DATA PROVIDED.
[Start of Attachment]

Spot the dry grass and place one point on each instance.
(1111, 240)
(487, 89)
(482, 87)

[End of Attachment]
[Start of Attachment]

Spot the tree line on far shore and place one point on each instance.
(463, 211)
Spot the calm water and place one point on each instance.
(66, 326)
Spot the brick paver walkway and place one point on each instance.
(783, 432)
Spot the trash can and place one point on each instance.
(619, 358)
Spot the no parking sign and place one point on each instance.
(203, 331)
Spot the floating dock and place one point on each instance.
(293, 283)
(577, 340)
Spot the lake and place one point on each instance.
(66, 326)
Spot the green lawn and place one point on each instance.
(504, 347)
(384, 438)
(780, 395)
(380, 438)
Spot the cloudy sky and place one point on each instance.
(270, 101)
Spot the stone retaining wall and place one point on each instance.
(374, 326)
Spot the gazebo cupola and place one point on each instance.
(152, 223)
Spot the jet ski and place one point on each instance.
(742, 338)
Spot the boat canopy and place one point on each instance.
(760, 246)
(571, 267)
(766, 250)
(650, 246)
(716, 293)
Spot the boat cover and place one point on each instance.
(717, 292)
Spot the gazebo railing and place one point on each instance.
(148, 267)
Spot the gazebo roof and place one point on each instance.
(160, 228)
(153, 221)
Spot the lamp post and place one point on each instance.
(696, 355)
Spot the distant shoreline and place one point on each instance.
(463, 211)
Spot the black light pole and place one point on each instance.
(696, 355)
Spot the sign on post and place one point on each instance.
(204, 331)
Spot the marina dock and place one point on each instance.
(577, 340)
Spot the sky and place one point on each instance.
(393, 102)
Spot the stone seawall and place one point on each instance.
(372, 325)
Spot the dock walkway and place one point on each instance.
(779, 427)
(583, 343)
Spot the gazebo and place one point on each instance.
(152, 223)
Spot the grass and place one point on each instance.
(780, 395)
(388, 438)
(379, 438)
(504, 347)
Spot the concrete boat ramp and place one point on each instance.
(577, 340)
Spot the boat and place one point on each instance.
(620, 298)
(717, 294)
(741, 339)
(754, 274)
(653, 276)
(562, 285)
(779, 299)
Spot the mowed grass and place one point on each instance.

[End of Attachment]
[Start of Attachment]

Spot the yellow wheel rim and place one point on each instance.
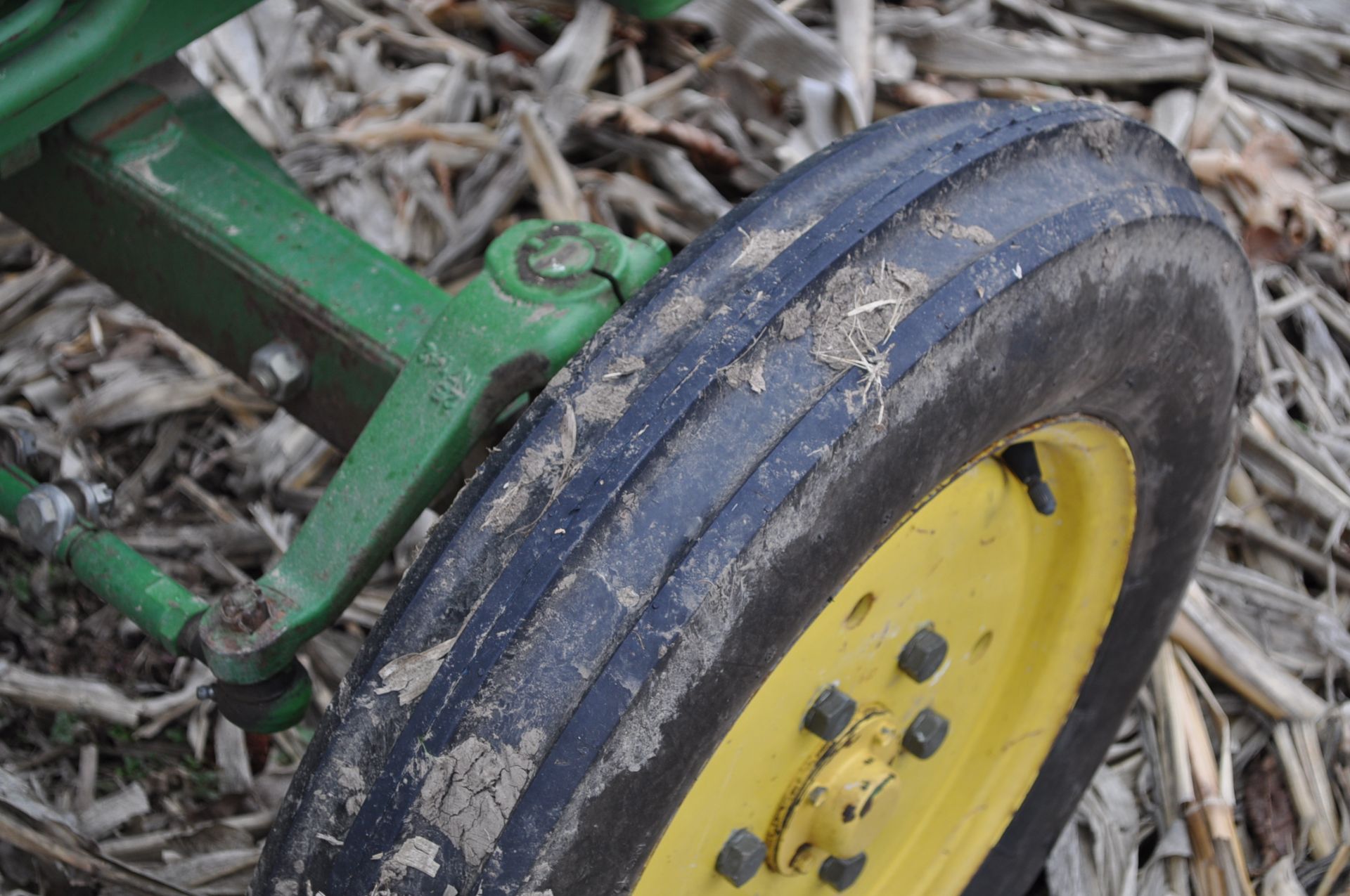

[End of Attachment]

DESCRIPTION OF THE TASK. Your answer must be the lines above from the one containing "Spot the stone seawall" to the one containing "Spot the mowed", both included, restated word for word.

SOLVED PROBLEM.
Spot the stone seawall and place one point on each instance.
(372, 325)
Spot the dock walkway and place one point on each instance.
(779, 427)
(583, 343)
Spot the gazebo and place one point on each instance.
(152, 223)
Spot the grass and place one point on each instance.
(780, 395)
(388, 438)
(379, 438)
(504, 347)
Spot the concrete boat ramp and place one point on each instance.
(577, 340)
Spot the boat and place one point on each instance.
(620, 298)
(717, 294)
(741, 339)
(754, 274)
(653, 276)
(562, 285)
(779, 299)
Spot the mowed grass and place one point on each instance.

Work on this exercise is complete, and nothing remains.